» **INPUT DATA**
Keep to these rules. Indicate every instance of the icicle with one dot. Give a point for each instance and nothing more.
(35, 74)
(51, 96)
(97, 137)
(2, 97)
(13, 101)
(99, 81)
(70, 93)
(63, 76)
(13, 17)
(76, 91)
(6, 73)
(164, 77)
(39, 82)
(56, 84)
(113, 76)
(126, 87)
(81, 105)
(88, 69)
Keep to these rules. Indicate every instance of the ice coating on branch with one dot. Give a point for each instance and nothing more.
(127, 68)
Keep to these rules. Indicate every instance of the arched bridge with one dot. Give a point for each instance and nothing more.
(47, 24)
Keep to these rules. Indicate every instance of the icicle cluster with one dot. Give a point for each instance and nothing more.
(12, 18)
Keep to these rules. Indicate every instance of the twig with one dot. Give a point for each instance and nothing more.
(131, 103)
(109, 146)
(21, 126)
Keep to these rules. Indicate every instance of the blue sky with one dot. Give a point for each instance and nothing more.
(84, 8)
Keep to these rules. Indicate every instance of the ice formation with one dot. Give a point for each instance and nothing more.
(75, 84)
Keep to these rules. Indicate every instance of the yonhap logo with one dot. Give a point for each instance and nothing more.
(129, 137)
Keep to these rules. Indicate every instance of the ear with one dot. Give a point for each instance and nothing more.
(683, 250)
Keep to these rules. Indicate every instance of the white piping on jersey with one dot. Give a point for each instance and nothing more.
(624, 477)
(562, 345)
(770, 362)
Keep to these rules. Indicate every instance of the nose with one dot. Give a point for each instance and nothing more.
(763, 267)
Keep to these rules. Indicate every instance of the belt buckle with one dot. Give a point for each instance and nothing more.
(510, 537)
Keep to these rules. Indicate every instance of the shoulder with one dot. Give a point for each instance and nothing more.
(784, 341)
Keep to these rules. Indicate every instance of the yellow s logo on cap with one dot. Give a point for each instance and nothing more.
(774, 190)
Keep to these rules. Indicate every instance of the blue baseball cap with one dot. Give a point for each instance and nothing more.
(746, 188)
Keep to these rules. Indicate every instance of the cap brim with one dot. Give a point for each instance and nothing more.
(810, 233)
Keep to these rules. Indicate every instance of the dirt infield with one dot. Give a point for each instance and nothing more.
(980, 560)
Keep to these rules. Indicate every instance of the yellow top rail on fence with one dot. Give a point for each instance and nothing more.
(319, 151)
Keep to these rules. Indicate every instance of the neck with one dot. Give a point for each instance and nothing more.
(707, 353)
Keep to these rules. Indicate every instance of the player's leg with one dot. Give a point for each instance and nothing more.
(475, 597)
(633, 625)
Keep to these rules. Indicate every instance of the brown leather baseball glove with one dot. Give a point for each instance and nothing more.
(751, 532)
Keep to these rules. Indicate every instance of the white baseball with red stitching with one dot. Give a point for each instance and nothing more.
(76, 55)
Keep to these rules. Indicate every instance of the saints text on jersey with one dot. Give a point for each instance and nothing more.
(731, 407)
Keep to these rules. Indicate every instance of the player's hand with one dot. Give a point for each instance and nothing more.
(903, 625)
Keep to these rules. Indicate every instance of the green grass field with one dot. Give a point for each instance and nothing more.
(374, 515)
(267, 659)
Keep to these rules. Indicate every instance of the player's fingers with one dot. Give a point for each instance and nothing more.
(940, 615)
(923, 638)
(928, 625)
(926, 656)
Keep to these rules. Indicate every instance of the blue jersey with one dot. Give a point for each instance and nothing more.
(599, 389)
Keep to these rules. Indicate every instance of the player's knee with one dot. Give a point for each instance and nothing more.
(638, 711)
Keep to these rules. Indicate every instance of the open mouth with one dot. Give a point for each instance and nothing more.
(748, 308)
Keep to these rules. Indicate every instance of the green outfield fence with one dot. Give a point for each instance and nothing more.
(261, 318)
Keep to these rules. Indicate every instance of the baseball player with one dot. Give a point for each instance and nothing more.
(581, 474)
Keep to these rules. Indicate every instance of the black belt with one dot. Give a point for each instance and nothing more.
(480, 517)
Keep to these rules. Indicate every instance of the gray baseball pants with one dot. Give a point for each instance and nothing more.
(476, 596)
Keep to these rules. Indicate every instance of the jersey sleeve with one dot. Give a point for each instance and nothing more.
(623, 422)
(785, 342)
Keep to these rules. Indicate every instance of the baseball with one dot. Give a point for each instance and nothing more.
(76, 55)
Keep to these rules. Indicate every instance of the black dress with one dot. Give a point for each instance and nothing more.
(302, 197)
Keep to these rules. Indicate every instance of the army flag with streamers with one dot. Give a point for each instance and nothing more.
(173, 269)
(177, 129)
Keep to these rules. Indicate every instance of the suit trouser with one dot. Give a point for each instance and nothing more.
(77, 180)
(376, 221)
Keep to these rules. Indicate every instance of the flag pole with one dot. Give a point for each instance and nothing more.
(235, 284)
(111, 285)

» **DIRECTIONS FOR THIS TASK**
Rewrite all the data above, changing every "Indicate" to "Mark" and leaving everything else unchanged.

» **OUTPUT BELOW**
Keep to these rules. Mark every instance of the icicle with one dot. Give a point for each instance and nothing more.
(35, 74)
(51, 96)
(97, 137)
(2, 97)
(13, 101)
(99, 81)
(70, 93)
(63, 76)
(13, 17)
(76, 91)
(6, 73)
(164, 77)
(39, 82)
(56, 84)
(113, 76)
(126, 87)
(81, 105)
(88, 69)
Keep to these rules. Mark every instance of the ice coating on branch with one dot. Give a point for each instance and nothing more.
(127, 68)
Keep to these rules. Mark every instance of the arched bridge with one dot. Give a point for each instance and nothing more.
(47, 24)
Keep to these rules. Mark every instance of the icicle cluster with one dot. Give a point for each instance and nothing more.
(12, 18)
Keep to these rules. Mark every instance of the twig with one dot. Give a point for each instance and nothing more.
(131, 103)
(109, 146)
(21, 126)
Keep to these rules. Mark every instance of the blue sky with one dot. Give a point for each instance and nothing more.
(84, 8)
Keep to these rules. Mark every instance of the ice formation with one dot. Give a point for each instance and nothing more.
(75, 84)
Keep to these rules. Mark every instance of the yonhap logo with one dot. Give a point for each instance and nothing more.
(129, 137)
Keep to these rules. Mark every instance of the ear with one dot. Give a point for each instance and nothing more.
(683, 250)
Keep to these rules. Mark every instance of the white piping on jersey with one dot. Give a point for each instance and nothing more.
(624, 477)
(562, 345)
(770, 362)
Keep to these rules. Mark every instance of the nose with one dot. Give a point for each instance and nothing more.
(763, 267)
Keep to these rules. Mark every instance of the belt buckle with one dot. Give a point for each instance and nothing more.
(510, 537)
Keep to these rules. Mark every instance of the shoulder with one dot. Give a point for each instance and nothing more.
(784, 341)
Keep to these rules. Mark every instance of the yellow s logo on cap with one dot. Give a point for each instance and nothing more.
(774, 190)
Keep to these rules. Mark every instance of the blue baseball cap with one dot. Give a point for each instance and nothing more.
(746, 188)
Keep to these rules. Mark every instance of the cap brim with one dot. Give a point for each instance and nothing more.
(810, 233)
Keep to these rules. Mark every instance of the dirt infield with one dot. Give a point for each instance and nothing more.
(980, 560)
Keep to these rules. Mark every instance of the yellow top rail on fence with one dot. Give a point for each instance and nothing more.
(319, 151)
Keep to these rules. Mark every instance of the neck with one dot. Give a point for each instance and nothing more.
(707, 353)
Keep to these rules. Mark every instance of the player's leg with one dot. Give a point for each instance and nothing more.
(475, 597)
(633, 625)
Keep to these rules. Mark every instance of the brown leather baseball glove with one dot. Give a point for each instance and nothing more.
(751, 532)
Keep to these rules. Mark every instance of the white baseball with red stitching with one dot. Give a point for each instance and nothing more.
(76, 55)
Keep to these rules. Mark every instance of the saints text on jersey with one dot. Give a point for each instance and nothing more.
(731, 407)
Keep to these rules. Mark every instance of the player's hand with one dot. Give a point for each instance and nothing more.
(903, 625)
Keep to these rules. Mark every instance of the green grass field with one dot. Give a point for each instance and nothing more.
(374, 515)
(267, 659)
Keep to these rules. Mark every instance of the player's fingers with one dot. Give a point for each instance and nothing more.
(940, 615)
(923, 638)
(928, 625)
(926, 656)
Keep to these rules. Mark every instance of the blue jersey with one dot. Give a point for each instance and nothing more.
(599, 389)
Keep to these rules. Mark every instance of the player's knee with one dot. Give a point for each instance and nothing more.
(638, 711)
Keep to these rules. Mark every instance of the open mouth with one dot. Give a point for each instance and nothing more.
(748, 308)
Keep to these rules. Mark every instance of the green outfield fence with one dot. Give a point for each instance and nothing more.
(261, 318)
Keep to these rules. Mark every instance of the baseball player with one dot. Give a point for each instance and nothing more.
(581, 474)
Keep to these rules. Mark every instance of the black belt with one dot. Give a point for each instance and nothing more.
(480, 517)
Keep to these rules. Mark every instance of the gray baseball pants with one dot. Give a point for each instance and nothing more.
(476, 596)
Keep to these rules. Mark every instance of the jersey sleeve with one dot. Give a point for each instance and nothing more.
(623, 422)
(785, 342)
Keep to these rules. Mark every instance of the baseball with one dot. Give a point for each instance and nothing more.
(76, 55)
Keep to these rules. Mark every instance of the black dress with one dot. Give a point for each instance and nothing more.
(302, 197)
Keep to these rules. Mark every instance of the army flag with streamers with one dot. Give a point for each instance and nothing more.
(173, 269)
(177, 129)
Keep to these rules. Mark every instance of the suit trouser with one dot. Give a point for each instance and nothing more.
(77, 180)
(376, 221)
Keep to these rules. Mark every instance of the flag pole with one dot. Give a point for each instance and nothing more.
(235, 284)
(111, 285)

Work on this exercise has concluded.